Exercise instructions
Starting at the line that contains "point: orange fruit" and ending at the line that contains "column 89, row 124", render those entries as a two-column CSV with the header entry_text,answer. Give one row per entry, with its text and its answer each in a single quoted field and line breaks turned into spaces.

Recorded data

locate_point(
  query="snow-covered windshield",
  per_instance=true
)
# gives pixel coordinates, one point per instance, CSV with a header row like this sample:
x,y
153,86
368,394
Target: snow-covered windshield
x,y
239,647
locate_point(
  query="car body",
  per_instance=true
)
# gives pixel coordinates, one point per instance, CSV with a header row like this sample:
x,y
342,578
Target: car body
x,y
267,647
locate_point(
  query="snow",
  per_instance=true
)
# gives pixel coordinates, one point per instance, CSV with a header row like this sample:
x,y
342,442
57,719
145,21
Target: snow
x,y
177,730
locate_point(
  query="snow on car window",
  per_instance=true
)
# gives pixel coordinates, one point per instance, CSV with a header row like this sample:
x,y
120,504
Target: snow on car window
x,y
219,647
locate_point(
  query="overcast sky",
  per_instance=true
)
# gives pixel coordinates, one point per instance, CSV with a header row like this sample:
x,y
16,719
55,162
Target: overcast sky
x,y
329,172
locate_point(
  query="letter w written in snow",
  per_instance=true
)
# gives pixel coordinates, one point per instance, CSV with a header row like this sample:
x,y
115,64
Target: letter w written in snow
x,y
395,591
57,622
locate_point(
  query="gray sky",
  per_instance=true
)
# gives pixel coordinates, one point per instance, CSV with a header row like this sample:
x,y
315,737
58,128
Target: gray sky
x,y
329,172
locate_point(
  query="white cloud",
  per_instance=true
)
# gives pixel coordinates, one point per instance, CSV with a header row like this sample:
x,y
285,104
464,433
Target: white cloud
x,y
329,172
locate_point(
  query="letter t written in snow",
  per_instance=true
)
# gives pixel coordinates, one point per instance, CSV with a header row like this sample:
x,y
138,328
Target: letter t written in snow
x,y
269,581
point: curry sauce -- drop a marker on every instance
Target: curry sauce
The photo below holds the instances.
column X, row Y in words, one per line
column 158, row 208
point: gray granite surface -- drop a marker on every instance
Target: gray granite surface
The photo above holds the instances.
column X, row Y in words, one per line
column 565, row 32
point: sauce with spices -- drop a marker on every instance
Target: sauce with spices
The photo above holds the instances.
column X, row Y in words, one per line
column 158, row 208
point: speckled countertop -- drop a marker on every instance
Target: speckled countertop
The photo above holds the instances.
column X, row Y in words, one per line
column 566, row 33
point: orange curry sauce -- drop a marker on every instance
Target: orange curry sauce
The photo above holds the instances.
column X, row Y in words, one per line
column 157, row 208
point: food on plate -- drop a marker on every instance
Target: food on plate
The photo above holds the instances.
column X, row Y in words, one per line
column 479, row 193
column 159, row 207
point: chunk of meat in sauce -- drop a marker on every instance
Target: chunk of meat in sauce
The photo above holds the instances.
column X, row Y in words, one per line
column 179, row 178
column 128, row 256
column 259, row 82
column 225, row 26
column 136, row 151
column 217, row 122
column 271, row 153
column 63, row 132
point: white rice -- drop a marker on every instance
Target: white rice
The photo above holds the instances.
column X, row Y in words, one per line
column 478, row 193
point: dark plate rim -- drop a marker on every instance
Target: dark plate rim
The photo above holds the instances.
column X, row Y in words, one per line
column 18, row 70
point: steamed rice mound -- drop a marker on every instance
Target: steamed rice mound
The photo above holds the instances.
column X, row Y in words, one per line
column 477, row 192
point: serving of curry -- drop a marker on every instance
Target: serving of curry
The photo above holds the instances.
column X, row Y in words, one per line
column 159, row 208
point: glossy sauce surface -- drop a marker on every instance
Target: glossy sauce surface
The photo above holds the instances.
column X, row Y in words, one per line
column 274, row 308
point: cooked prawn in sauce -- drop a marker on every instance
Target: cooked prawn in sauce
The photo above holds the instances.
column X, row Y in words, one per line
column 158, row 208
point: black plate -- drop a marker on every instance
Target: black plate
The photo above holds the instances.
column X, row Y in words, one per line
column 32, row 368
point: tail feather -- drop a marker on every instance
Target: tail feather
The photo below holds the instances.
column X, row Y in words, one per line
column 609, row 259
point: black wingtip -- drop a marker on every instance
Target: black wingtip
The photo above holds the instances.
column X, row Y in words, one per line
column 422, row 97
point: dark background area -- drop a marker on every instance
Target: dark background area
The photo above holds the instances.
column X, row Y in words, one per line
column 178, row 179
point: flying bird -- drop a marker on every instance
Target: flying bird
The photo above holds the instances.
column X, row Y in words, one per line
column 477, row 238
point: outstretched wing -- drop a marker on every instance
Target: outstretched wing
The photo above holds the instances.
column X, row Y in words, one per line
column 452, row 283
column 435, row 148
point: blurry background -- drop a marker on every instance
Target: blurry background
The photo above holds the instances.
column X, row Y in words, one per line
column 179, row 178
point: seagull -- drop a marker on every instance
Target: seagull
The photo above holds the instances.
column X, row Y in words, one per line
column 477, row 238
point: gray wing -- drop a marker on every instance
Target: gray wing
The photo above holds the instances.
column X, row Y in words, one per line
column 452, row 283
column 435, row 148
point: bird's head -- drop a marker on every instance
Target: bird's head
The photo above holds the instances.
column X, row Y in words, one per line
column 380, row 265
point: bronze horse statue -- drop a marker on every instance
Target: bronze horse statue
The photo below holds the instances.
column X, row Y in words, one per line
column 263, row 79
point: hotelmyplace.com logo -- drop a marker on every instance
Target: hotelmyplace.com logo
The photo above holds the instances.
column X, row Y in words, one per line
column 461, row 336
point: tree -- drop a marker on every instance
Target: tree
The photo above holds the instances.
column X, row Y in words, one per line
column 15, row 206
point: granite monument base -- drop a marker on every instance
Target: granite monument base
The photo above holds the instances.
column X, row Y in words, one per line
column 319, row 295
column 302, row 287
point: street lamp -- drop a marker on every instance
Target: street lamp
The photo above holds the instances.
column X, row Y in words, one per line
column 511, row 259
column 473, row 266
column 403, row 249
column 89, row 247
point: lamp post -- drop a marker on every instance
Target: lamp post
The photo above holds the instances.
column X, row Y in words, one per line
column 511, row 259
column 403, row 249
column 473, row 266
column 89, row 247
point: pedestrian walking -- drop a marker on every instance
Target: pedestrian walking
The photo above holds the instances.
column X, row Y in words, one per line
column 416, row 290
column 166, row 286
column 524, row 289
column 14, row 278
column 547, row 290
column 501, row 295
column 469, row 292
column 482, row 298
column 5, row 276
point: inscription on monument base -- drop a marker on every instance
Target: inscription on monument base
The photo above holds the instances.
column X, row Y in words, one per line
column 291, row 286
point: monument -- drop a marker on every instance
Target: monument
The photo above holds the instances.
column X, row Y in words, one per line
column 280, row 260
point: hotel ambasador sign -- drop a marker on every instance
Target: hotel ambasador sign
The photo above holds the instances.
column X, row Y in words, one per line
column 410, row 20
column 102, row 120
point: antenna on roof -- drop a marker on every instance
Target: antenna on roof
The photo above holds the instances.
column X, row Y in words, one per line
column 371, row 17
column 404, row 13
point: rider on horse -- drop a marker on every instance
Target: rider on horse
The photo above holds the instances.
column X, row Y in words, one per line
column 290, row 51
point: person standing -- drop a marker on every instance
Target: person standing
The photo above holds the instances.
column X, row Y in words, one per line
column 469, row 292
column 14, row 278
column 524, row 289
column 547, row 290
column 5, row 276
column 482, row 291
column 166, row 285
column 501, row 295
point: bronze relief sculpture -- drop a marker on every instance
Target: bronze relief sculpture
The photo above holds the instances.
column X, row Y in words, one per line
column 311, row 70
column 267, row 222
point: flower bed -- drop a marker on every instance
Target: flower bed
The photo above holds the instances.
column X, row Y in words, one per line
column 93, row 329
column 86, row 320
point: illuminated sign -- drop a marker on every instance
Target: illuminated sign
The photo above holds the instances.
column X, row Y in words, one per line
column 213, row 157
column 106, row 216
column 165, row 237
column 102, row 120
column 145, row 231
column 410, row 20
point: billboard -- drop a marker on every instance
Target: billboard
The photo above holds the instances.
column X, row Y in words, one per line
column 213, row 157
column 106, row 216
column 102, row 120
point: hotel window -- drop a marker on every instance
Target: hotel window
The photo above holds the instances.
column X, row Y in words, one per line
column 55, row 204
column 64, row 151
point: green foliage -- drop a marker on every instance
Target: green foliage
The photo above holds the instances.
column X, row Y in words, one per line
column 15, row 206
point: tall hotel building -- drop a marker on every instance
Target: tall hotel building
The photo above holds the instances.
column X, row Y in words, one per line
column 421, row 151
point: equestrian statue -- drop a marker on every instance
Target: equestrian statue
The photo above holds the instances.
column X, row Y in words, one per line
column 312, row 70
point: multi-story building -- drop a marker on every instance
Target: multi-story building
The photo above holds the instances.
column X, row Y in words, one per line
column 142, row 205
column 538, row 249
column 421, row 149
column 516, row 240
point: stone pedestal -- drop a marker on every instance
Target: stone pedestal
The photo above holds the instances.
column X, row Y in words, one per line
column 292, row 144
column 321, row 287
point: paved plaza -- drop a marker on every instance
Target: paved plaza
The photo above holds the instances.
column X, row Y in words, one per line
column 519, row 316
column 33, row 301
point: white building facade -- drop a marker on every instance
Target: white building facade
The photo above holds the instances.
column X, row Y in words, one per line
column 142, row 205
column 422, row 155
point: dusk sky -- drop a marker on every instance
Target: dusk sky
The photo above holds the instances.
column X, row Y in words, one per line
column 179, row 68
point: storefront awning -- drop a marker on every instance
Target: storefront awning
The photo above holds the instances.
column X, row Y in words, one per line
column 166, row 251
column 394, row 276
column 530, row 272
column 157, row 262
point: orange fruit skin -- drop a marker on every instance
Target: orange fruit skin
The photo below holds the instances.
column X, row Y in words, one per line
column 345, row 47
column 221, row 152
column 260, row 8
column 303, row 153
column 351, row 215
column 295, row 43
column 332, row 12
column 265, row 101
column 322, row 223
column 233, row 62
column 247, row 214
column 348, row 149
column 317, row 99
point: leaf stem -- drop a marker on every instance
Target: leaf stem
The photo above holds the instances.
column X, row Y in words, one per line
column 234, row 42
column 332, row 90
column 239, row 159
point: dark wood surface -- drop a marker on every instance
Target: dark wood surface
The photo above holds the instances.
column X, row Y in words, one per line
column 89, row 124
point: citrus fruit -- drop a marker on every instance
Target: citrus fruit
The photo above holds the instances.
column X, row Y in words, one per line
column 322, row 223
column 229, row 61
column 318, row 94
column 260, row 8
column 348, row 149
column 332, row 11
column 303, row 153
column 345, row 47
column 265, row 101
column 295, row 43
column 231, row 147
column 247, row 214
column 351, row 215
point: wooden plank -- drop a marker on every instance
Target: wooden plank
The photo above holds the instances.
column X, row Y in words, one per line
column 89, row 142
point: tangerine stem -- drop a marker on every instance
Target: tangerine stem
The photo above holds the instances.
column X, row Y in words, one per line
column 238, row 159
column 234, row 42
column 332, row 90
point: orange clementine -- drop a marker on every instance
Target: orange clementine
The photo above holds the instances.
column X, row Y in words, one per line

Full solution
entry_text,answer
"point: orange fruit skin -- drop a marker on every instance Target: orange fruit skin The photo below holds the instances. column X, row Y in words, one per line","column 345, row 47 column 221, row 152 column 260, row 8 column 303, row 153 column 351, row 215 column 295, row 43 column 332, row 12 column 265, row 101 column 322, row 223 column 233, row 62 column 247, row 214 column 348, row 149 column 317, row 99"
"point: leaf stem -- drop a marker on every instance Target: leaf stem The photo above holds the instances. column X, row Y in words, one per line","column 234, row 42 column 332, row 90 column 239, row 159"
"point: dark wood surface -- drop a marker on every instance Target: dark wood surface The photo above holds the instances. column X, row Y in words, one per line","column 89, row 124"